◆ Exercise goal
Reproduce exactly, with no other output, every line of the data below from the line containing "Exercise. Spot the wood" to the end, inclusive.

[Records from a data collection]
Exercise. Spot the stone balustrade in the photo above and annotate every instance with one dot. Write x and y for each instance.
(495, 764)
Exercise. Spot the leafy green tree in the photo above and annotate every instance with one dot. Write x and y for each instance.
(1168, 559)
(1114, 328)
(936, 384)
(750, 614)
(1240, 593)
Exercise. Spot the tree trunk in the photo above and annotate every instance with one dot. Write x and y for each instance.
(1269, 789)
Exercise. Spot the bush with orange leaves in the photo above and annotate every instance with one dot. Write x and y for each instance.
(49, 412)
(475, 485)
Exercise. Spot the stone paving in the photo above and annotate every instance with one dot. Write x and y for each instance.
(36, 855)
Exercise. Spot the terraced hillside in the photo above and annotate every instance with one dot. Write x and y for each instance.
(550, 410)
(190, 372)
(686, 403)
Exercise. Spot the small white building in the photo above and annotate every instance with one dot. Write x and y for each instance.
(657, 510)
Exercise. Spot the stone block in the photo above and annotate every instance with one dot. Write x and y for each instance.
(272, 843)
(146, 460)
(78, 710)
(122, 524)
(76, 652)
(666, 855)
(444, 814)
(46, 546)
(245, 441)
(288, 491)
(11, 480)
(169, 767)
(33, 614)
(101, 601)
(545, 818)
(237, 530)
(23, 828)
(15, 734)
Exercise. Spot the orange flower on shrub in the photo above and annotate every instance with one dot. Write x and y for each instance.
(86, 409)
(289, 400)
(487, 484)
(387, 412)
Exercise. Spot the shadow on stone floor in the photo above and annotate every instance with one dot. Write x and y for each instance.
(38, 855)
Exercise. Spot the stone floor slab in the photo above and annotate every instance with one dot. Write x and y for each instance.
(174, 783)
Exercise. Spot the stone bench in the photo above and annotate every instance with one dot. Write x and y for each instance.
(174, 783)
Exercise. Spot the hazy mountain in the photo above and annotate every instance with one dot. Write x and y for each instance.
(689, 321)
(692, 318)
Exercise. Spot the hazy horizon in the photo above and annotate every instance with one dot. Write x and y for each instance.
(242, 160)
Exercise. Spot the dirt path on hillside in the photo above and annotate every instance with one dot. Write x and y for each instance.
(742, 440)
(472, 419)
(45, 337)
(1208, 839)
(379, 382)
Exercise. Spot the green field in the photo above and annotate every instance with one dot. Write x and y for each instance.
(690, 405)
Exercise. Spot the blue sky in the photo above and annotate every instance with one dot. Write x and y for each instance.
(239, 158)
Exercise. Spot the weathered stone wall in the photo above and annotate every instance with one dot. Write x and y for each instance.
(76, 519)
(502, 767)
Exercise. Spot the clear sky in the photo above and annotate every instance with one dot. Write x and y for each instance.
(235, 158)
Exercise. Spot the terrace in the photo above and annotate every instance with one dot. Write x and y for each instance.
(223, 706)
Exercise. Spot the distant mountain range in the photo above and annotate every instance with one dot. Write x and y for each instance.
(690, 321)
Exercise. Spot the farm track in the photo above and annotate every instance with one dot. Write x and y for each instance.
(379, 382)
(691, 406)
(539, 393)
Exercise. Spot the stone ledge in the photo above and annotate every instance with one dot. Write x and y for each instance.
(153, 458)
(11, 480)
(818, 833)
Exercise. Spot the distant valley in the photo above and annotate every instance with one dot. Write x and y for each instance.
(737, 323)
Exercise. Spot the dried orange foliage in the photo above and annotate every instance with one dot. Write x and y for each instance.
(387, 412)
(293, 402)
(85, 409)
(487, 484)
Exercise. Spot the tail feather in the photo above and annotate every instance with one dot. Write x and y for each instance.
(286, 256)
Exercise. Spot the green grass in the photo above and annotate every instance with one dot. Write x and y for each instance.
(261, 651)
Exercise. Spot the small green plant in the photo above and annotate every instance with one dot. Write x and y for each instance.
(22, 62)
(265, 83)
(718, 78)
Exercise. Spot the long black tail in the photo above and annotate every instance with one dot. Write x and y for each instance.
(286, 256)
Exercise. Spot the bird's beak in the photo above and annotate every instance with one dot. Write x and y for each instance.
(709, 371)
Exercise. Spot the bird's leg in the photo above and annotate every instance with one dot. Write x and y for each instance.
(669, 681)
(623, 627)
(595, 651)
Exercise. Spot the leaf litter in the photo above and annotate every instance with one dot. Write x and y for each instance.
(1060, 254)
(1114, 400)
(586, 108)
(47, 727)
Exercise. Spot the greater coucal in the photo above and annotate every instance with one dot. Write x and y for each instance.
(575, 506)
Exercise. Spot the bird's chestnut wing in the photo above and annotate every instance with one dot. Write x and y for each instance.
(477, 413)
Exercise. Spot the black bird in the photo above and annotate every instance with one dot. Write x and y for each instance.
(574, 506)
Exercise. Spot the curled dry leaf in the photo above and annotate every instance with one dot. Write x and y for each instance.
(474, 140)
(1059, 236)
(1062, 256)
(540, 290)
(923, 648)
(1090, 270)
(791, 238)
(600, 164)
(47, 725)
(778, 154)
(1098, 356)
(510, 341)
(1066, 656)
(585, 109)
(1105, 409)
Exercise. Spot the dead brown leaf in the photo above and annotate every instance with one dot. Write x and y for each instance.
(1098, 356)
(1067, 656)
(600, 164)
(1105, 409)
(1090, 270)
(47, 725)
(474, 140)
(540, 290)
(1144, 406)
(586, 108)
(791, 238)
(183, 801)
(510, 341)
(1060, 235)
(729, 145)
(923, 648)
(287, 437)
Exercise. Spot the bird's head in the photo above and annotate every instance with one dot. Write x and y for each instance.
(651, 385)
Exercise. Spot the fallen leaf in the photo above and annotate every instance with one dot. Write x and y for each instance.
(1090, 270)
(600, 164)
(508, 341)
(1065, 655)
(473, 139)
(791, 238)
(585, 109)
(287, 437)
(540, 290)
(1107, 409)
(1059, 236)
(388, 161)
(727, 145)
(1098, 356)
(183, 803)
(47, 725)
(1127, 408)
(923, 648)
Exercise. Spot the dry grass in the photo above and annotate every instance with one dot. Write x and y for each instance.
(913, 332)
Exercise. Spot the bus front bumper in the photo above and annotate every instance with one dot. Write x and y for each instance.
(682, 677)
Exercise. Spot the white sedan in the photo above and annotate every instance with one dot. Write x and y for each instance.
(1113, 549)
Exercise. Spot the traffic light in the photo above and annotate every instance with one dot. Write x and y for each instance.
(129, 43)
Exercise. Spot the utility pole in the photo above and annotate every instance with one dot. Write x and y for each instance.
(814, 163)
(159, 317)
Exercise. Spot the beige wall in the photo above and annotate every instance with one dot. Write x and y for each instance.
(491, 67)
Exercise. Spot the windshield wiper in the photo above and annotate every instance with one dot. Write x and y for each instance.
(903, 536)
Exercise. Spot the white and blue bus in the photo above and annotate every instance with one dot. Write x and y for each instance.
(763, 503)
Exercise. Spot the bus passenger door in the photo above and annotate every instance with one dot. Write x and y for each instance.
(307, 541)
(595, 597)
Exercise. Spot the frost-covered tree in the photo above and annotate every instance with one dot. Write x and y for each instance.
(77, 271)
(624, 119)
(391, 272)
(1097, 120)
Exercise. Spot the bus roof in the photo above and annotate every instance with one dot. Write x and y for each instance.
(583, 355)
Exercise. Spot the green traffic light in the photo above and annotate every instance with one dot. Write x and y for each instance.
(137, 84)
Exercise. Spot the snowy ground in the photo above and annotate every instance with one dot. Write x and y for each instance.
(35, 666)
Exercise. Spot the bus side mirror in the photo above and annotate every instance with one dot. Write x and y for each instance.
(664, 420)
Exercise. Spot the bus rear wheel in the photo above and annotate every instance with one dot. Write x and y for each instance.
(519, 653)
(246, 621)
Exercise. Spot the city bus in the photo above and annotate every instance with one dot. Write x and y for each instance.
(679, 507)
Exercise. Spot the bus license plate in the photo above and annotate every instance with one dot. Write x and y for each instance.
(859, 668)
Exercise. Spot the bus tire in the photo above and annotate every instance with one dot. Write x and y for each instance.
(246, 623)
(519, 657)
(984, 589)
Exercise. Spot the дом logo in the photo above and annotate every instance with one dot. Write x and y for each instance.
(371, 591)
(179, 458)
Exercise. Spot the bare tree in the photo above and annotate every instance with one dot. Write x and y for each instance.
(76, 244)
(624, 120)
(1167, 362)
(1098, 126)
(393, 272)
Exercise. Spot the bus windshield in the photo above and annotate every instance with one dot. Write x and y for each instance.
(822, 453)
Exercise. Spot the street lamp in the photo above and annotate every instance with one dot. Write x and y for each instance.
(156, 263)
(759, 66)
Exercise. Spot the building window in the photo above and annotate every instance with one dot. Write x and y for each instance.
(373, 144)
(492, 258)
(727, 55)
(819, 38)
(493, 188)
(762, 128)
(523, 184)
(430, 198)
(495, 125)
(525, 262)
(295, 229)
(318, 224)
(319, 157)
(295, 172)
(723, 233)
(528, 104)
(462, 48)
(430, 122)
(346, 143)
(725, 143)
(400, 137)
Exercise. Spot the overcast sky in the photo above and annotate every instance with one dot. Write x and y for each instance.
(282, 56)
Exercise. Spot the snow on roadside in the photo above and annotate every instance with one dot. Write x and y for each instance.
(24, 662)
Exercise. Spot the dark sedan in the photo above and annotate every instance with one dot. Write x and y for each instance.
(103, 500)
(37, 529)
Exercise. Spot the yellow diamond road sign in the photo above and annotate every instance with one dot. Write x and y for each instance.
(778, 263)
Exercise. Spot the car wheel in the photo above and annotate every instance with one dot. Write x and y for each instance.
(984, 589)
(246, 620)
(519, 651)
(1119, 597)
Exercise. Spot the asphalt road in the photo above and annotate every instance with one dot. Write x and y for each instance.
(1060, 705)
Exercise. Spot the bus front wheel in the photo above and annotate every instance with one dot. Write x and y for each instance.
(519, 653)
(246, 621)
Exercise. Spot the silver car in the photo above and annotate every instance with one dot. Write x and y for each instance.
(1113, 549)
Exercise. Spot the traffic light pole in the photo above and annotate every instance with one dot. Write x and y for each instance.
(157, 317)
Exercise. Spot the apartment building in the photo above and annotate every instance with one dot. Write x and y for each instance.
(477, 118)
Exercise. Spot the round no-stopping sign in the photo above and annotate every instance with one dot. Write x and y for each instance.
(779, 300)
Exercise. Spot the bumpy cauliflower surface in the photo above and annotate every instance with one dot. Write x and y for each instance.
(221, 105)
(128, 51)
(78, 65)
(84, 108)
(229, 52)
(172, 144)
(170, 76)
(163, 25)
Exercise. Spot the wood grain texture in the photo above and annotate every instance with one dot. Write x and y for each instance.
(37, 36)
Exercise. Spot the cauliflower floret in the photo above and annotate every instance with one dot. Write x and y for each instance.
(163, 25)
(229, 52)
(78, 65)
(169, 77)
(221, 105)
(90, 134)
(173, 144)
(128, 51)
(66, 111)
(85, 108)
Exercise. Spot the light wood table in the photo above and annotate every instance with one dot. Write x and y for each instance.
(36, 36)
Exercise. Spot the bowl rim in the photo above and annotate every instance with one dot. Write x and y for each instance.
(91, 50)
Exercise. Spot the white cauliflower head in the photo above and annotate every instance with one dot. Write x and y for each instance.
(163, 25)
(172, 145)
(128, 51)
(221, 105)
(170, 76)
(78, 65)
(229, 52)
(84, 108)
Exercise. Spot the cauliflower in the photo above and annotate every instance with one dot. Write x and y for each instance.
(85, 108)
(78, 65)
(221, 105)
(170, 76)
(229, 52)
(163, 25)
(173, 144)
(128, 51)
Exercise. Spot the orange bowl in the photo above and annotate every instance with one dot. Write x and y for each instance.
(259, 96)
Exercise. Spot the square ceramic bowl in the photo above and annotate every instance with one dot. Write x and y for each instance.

◆ Solution below
Exercise. Spot the wood grain texture in the photo above and annotate every instance with one dot. Write x and y for each instance.
(37, 36)
Exercise. Spot the cauliflower floret in the photo above and annotate every instance with one dot. Write x and y for each instance.
(163, 25)
(229, 52)
(78, 65)
(169, 77)
(221, 105)
(90, 134)
(173, 144)
(128, 51)
(66, 111)
(85, 108)
Exercise. Spot the light wood table in the photo above and annotate every instance with one dot. Write x and y for each instance.
(36, 36)
Exercise. Spot the bowl rim in the photo above and annotate every instance with one dot. Write x and y for each instance.
(91, 50)
Exercise. Spot the white cauliflower head in the photo above and annotate every instance with one dot. Write x and y for each instance.
(163, 25)
(172, 145)
(128, 51)
(221, 105)
(170, 76)
(78, 65)
(229, 52)
(84, 108)
Exercise. Spot the cauliflower in the photo above and annotate every instance with one dot. Write x and y for each instance.
(85, 108)
(78, 65)
(221, 105)
(170, 76)
(229, 52)
(163, 25)
(173, 144)
(128, 51)
Exercise. Spot the orange bowl in the photo above and annotate every instance with one dot. Write x and y for each instance.
(259, 96)
Exercise. Spot the square ceramic bowl in the photo above and annotate every instance with one dot. Write x and y for each instance.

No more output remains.